The FDA slaps St. Jude's now-defunct Riata device with Class I status after the company announces the defibrillator leads failed more often than previously reported.
The FDA slapped St. Jude Medical Inc.'s (NYSE:STJ) Riata with a Class I recall after the company said the defibrillator leads failed more frequently than previously reported.
Two patients died and another suffered a serious injury when surgeons attempted to extract the leads, the company said. Another patient died and a fifth was seriously injured, both with compromised Riata leads, but the "externalized conductors" were not found to be responsible, St. Jude added. The Class I status is the federal watchdog agency's most serious category, reserved for products with a potential risk of serious injury or death.
"Externalized conductors" refers to lead wires poking through their insulation, potentially delivering unwanted shocks to patients. The St. Paul, Minn.-based med-tech titan announced last week that the leads were more prone to "insulation abrasion" than it had reported in the past.
The company issued a physician advisory letter late last month warning that Riata has had a 0.63% failure rate over the last 9 years. The new figure was based on returns and complaints about the devices, a method that St. Jude acknowledged as known to underestimate the true failure rate.
News of the higher failure rate led Jeffries analyst Raj Denhoy to downgrade St. Jude from "buy" to "hold" on concerns that Riata will have a continued negative impact on sales through 2012. Denhoy also lowered his price target for STJ stock to $38 from $40 in a research note to investors earlier this week.

Work to complete: Reproduce the portion of the Riata recall report starting with "The company issued" and going on through "earlier this week.", substituting "physician safety notice" for "physician advisory letter".

Stored data:
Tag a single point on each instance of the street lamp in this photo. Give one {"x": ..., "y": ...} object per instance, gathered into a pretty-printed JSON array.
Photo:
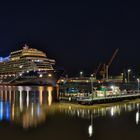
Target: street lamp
[
  {"x": 138, "y": 80},
  {"x": 90, "y": 128},
  {"x": 92, "y": 85},
  {"x": 81, "y": 73},
  {"x": 129, "y": 70}
]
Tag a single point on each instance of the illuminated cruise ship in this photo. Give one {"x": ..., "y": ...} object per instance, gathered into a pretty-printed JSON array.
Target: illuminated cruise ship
[{"x": 27, "y": 65}]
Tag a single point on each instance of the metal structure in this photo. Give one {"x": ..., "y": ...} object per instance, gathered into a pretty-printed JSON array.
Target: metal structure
[{"x": 105, "y": 68}]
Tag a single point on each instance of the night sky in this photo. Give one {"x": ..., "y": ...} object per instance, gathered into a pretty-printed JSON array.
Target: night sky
[{"x": 78, "y": 35}]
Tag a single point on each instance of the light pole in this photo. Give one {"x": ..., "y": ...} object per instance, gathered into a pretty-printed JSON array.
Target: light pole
[
  {"x": 90, "y": 128},
  {"x": 138, "y": 80},
  {"x": 81, "y": 73},
  {"x": 128, "y": 80},
  {"x": 91, "y": 85}
]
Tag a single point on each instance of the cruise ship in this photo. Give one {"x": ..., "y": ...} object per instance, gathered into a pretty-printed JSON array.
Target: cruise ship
[{"x": 27, "y": 66}]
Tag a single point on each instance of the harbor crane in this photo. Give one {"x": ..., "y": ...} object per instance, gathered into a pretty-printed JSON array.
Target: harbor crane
[{"x": 105, "y": 69}]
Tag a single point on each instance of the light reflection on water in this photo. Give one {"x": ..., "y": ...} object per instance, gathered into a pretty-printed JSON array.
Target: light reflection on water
[
  {"x": 24, "y": 105},
  {"x": 30, "y": 106}
]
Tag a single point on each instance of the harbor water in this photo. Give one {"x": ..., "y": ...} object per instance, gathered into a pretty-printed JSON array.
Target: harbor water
[{"x": 32, "y": 112}]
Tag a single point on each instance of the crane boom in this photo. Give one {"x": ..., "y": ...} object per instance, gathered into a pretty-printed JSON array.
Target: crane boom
[{"x": 110, "y": 62}]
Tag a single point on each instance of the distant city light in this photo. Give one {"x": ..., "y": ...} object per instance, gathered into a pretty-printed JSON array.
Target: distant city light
[
  {"x": 90, "y": 130},
  {"x": 40, "y": 75},
  {"x": 3, "y": 59}
]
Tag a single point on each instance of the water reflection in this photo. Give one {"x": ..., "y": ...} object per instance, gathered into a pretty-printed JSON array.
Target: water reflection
[
  {"x": 29, "y": 107},
  {"x": 24, "y": 105}
]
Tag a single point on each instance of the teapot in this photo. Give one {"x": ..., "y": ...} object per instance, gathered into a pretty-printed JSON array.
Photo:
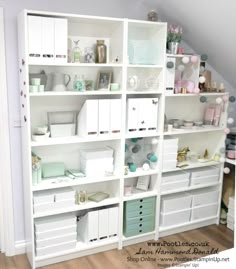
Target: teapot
[{"x": 59, "y": 81}]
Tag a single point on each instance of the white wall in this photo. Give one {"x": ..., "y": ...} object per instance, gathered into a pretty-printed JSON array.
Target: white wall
[{"x": 135, "y": 9}]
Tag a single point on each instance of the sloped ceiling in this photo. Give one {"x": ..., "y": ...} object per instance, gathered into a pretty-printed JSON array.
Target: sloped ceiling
[{"x": 209, "y": 27}]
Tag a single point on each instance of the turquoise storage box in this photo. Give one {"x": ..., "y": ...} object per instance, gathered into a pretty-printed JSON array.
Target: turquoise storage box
[{"x": 53, "y": 169}]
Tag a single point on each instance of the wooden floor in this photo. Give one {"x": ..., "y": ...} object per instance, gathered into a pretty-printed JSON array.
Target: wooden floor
[{"x": 218, "y": 237}]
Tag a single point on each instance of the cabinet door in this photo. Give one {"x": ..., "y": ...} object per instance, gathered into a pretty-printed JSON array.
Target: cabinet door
[
  {"x": 60, "y": 39},
  {"x": 132, "y": 115},
  {"x": 35, "y": 39},
  {"x": 48, "y": 40}
]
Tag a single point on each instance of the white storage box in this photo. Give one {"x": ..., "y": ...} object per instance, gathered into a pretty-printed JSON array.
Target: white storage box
[
  {"x": 204, "y": 180},
  {"x": 55, "y": 248},
  {"x": 54, "y": 222},
  {"x": 98, "y": 153},
  {"x": 177, "y": 217},
  {"x": 175, "y": 176},
  {"x": 64, "y": 194},
  {"x": 56, "y": 232},
  {"x": 205, "y": 171},
  {"x": 39, "y": 208},
  {"x": 203, "y": 197},
  {"x": 176, "y": 202},
  {"x": 56, "y": 240},
  {"x": 168, "y": 165},
  {"x": 203, "y": 212},
  {"x": 174, "y": 185},
  {"x": 43, "y": 197}
]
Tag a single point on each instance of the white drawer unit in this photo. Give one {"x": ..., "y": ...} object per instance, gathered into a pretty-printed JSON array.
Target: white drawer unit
[
  {"x": 175, "y": 218},
  {"x": 176, "y": 202},
  {"x": 205, "y": 211},
  {"x": 203, "y": 197}
]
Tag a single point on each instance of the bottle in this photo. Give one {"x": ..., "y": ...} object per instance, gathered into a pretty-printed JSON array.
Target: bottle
[
  {"x": 101, "y": 52},
  {"x": 76, "y": 52}
]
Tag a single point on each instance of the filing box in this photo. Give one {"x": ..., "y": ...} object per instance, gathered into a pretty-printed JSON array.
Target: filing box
[
  {"x": 175, "y": 202},
  {"x": 204, "y": 197},
  {"x": 175, "y": 217},
  {"x": 205, "y": 211},
  {"x": 139, "y": 216}
]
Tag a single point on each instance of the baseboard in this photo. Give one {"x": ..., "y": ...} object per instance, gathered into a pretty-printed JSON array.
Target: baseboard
[{"x": 20, "y": 247}]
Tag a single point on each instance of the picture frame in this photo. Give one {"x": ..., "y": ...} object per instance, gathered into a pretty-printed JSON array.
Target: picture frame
[{"x": 104, "y": 80}]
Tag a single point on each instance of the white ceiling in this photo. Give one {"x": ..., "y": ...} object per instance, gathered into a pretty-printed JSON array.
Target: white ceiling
[{"x": 209, "y": 27}]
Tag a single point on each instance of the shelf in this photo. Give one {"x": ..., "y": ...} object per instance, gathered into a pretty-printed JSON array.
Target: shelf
[
  {"x": 138, "y": 236},
  {"x": 62, "y": 182},
  {"x": 88, "y": 205},
  {"x": 78, "y": 65},
  {"x": 141, "y": 194},
  {"x": 190, "y": 188},
  {"x": 146, "y": 92},
  {"x": 197, "y": 95},
  {"x": 231, "y": 161},
  {"x": 80, "y": 246},
  {"x": 74, "y": 93},
  {"x": 163, "y": 229},
  {"x": 192, "y": 165},
  {"x": 140, "y": 135},
  {"x": 145, "y": 66},
  {"x": 72, "y": 140},
  {"x": 140, "y": 172},
  {"x": 193, "y": 131}
]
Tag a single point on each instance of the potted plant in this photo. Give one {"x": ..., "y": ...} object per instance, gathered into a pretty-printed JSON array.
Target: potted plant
[{"x": 174, "y": 37}]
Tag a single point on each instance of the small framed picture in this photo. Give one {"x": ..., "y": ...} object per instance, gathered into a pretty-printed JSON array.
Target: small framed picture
[{"x": 104, "y": 80}]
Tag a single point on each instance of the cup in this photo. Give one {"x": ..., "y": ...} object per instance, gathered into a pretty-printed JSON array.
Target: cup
[
  {"x": 33, "y": 88},
  {"x": 35, "y": 81},
  {"x": 41, "y": 88},
  {"x": 115, "y": 86}
]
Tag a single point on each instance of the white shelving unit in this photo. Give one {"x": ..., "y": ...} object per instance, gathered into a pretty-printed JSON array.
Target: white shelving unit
[{"x": 126, "y": 38}]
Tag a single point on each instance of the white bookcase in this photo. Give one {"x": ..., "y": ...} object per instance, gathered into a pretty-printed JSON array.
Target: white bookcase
[{"x": 140, "y": 72}]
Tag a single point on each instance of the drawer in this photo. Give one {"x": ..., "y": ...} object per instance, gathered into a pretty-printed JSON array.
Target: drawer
[
  {"x": 139, "y": 219},
  {"x": 175, "y": 185},
  {"x": 140, "y": 213},
  {"x": 55, "y": 232},
  {"x": 55, "y": 240},
  {"x": 175, "y": 176},
  {"x": 203, "y": 197},
  {"x": 204, "y": 180},
  {"x": 177, "y": 217},
  {"x": 176, "y": 202},
  {"x": 205, "y": 171},
  {"x": 134, "y": 232},
  {"x": 203, "y": 212}
]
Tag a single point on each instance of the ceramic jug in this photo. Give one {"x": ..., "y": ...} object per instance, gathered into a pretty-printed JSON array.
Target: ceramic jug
[{"x": 60, "y": 81}]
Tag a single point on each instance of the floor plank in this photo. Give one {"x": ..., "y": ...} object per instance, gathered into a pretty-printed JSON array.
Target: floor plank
[{"x": 217, "y": 236}]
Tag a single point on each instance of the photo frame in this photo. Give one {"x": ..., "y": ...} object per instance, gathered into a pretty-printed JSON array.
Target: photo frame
[{"x": 104, "y": 80}]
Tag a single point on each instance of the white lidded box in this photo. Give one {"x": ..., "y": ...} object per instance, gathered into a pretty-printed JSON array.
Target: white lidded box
[
  {"x": 64, "y": 194},
  {"x": 56, "y": 248},
  {"x": 63, "y": 238},
  {"x": 176, "y": 217},
  {"x": 174, "y": 185},
  {"x": 43, "y": 197},
  {"x": 54, "y": 222},
  {"x": 176, "y": 202},
  {"x": 203, "y": 212},
  {"x": 204, "y": 197},
  {"x": 175, "y": 176},
  {"x": 55, "y": 232}
]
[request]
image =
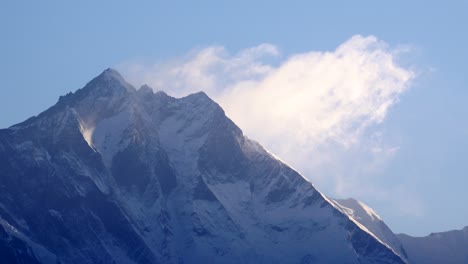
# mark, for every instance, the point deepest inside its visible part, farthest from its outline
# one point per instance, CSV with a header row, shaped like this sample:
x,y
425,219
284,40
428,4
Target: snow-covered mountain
x,y
372,222
111,174
446,247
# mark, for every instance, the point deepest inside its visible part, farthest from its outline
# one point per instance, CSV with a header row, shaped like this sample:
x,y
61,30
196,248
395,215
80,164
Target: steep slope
x,y
112,174
446,247
369,219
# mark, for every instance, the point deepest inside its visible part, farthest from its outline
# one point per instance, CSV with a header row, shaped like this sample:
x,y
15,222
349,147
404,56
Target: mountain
x,y
368,219
446,247
112,174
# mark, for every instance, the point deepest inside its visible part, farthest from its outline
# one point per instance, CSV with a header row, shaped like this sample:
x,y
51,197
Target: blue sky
x,y
49,48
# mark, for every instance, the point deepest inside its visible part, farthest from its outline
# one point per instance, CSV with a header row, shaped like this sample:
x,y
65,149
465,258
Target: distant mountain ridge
x,y
112,174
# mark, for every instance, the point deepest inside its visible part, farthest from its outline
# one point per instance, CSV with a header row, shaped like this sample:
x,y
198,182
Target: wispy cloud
x,y
311,109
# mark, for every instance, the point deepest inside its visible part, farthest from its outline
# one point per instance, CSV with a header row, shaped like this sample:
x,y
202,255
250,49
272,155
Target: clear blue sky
x,y
49,48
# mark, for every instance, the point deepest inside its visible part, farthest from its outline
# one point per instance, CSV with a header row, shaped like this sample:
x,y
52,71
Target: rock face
x,y
111,174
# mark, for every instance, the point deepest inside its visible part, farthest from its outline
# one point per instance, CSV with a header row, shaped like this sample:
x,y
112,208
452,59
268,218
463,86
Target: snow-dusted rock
x,y
111,174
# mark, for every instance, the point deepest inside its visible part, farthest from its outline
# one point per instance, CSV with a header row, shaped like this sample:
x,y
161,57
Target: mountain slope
x,y
449,247
114,174
370,220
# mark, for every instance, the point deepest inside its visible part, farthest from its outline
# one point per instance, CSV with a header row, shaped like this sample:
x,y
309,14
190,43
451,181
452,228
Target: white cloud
x,y
311,109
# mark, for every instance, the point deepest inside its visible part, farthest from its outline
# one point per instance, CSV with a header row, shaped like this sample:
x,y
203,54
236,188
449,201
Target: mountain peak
x,y
111,78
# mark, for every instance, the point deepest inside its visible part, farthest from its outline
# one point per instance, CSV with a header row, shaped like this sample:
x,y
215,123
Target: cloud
x,y
312,109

Problem solution:
The company issued a physician safety notice late last month warning that Riata has had a 0.63% failure rate over the last 9 years. The new figure was based on returns and complaints about the devices, a method that St. Jude acknowledged as known to underestimate the true failure rate.
News of the higher failure rate led Jeffries analyst Raj Denhoy to downgrade St. Jude from "buy" to "hold" on concerns that Riata will have a continued negative impact on sales through 2012. Denhoy also lowered his price target for STJ stock to $38 from $40 in a research note to investors earlier this week.